INSTRUCTION:
Rewrite the lines of the records starting at the line containing "the shirt collar" and ending at the line containing "x=264, y=377", changing "shirt pocket" to "chest pocket" and leaving everything else as it is.
start STORED RECORDS
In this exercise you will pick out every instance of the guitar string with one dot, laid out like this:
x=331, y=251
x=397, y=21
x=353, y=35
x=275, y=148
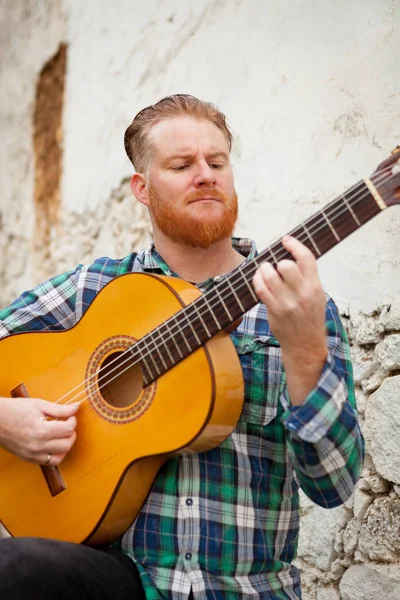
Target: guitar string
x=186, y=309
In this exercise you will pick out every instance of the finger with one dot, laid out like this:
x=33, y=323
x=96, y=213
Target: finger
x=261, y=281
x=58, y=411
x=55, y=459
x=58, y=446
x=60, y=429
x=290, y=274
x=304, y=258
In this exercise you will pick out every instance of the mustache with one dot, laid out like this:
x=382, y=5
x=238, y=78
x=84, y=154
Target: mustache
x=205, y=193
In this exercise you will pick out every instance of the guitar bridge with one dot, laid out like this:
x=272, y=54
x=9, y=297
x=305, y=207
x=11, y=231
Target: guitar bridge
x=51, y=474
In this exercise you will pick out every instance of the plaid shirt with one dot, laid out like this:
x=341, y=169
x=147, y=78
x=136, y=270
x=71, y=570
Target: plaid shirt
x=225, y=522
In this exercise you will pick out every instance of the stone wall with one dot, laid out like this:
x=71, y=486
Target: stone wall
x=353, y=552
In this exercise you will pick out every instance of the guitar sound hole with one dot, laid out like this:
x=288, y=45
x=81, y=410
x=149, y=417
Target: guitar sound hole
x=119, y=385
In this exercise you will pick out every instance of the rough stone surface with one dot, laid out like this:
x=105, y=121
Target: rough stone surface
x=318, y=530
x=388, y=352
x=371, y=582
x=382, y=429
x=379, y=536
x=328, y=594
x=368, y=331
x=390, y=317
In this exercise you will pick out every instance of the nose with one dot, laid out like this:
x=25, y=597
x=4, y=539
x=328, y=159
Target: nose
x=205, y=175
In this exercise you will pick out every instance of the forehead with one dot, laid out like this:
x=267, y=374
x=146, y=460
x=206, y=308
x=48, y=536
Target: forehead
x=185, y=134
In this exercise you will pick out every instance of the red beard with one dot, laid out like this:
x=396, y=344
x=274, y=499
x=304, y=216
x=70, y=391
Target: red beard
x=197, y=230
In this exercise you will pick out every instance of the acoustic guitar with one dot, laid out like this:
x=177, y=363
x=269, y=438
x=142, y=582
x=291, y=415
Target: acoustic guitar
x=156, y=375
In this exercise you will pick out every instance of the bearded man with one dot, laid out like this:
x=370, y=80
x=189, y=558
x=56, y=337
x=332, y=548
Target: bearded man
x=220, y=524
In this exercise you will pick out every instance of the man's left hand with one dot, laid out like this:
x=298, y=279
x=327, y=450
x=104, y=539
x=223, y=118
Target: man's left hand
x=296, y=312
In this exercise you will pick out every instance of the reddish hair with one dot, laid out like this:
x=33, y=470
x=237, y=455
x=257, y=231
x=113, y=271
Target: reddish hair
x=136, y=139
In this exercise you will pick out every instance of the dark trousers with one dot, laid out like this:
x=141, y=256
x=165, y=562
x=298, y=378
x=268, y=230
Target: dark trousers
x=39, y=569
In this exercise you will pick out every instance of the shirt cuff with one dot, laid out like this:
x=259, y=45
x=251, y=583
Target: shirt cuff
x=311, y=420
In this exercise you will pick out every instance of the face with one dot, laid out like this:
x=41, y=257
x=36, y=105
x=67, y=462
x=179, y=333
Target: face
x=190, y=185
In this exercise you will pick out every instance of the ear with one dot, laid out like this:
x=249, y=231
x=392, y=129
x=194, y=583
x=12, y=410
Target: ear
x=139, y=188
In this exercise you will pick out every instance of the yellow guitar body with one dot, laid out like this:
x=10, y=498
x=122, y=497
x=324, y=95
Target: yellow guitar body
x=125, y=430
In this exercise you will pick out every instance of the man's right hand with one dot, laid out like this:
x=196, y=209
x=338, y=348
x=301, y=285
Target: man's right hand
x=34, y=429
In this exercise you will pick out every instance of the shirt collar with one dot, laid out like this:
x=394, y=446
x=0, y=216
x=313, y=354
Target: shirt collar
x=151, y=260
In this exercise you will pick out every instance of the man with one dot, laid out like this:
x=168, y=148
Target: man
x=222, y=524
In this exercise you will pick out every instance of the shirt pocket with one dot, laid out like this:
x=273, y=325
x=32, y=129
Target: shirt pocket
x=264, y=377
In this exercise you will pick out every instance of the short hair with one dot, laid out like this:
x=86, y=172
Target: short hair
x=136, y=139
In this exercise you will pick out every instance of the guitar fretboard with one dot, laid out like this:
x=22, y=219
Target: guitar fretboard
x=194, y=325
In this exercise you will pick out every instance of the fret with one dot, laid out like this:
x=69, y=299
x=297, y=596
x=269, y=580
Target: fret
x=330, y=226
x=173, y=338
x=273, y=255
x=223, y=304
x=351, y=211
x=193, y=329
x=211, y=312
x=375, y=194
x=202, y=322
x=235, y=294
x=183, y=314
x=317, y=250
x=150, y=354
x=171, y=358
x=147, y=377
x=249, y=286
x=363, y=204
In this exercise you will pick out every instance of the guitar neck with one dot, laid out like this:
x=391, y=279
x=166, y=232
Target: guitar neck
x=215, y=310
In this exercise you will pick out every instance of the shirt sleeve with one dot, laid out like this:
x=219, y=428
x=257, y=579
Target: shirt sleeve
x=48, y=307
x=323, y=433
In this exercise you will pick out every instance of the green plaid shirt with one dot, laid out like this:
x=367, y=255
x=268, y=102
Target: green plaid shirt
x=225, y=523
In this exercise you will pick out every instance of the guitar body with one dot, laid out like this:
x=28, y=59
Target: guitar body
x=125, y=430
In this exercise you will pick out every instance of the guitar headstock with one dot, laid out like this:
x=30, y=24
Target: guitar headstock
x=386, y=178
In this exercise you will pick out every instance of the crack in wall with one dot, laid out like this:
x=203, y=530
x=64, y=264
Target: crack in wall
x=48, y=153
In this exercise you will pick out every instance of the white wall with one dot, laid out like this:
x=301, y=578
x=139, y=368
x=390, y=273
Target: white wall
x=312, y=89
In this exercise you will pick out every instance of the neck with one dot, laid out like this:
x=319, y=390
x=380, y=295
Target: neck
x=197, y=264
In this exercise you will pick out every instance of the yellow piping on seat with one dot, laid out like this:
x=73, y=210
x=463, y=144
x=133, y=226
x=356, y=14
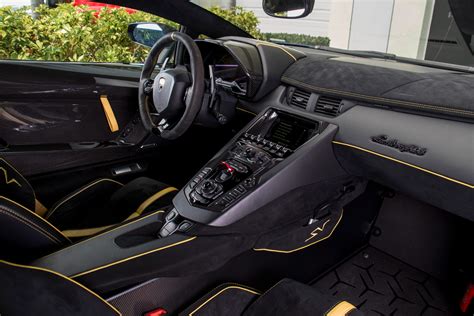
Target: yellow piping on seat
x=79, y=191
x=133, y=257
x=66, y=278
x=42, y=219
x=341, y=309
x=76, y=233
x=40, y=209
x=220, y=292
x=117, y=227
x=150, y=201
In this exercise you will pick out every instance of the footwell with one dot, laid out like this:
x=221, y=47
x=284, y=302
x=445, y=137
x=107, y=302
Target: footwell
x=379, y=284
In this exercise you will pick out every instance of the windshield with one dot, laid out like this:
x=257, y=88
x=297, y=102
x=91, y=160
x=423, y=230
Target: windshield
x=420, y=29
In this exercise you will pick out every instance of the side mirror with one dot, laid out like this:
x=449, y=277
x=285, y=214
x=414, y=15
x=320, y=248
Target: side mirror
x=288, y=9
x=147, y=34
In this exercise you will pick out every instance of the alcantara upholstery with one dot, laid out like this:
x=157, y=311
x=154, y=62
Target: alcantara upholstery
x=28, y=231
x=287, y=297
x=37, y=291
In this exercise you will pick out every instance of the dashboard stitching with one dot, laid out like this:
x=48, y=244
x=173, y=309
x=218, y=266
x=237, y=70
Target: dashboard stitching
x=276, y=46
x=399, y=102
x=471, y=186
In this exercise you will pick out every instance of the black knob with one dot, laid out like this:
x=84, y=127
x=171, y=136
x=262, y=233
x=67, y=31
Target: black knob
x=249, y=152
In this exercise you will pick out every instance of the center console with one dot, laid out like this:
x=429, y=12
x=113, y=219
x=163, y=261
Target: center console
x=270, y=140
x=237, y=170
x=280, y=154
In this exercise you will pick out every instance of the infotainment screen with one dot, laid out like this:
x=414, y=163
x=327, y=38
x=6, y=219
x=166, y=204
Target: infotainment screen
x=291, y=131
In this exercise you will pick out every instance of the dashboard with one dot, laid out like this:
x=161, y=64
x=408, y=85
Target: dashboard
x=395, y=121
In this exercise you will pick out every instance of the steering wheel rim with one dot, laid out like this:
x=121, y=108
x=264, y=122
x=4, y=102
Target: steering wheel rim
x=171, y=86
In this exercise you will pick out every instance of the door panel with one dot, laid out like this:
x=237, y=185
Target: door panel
end STORED RECORDS
SOLUTION TO THE EXERCISE:
In this exercise you will pick out every instance of the shirt collar with one dot, laid out like this:
x=394, y=446
x=0, y=216
x=313, y=354
Target: shirt collar
x=151, y=260
In this exercise you will pick out every instance of the man with one dot, laid out like this:
x=168, y=148
Target: man
x=222, y=524
In this exercise you will pick out every instance of the chest pocket with one dot, laid out like this:
x=273, y=325
x=32, y=129
Target: chest pocket
x=264, y=377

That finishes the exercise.